_Your goal_
As an exercise in exact copying, transcribe the lines below from the one holding "Each instance of the marble island" through the last, with both ends included and pictures left out.

_Supplied data_
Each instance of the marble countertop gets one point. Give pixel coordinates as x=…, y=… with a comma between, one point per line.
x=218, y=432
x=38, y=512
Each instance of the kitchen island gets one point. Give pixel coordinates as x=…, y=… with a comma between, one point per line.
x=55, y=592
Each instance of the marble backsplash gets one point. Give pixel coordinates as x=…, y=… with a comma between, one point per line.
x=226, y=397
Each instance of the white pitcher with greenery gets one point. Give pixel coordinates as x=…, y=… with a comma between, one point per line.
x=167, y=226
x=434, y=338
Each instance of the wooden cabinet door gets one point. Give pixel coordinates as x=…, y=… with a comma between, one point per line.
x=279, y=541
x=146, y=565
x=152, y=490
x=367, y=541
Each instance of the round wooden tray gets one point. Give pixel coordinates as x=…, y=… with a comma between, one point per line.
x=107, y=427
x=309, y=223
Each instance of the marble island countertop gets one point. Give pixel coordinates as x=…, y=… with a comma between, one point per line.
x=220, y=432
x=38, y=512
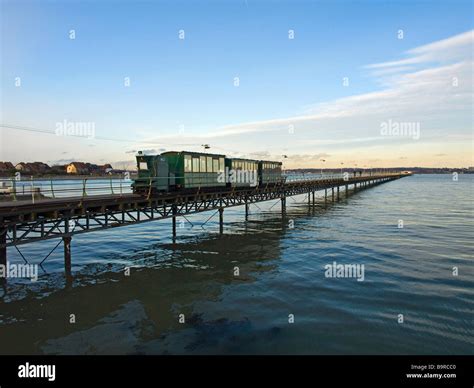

_Solution to this problem_
Each instance of the marble island countertop gets one point. Give pixel coordinates as x=…, y=… with a comma between, one point per line.
x=220, y=432
x=38, y=512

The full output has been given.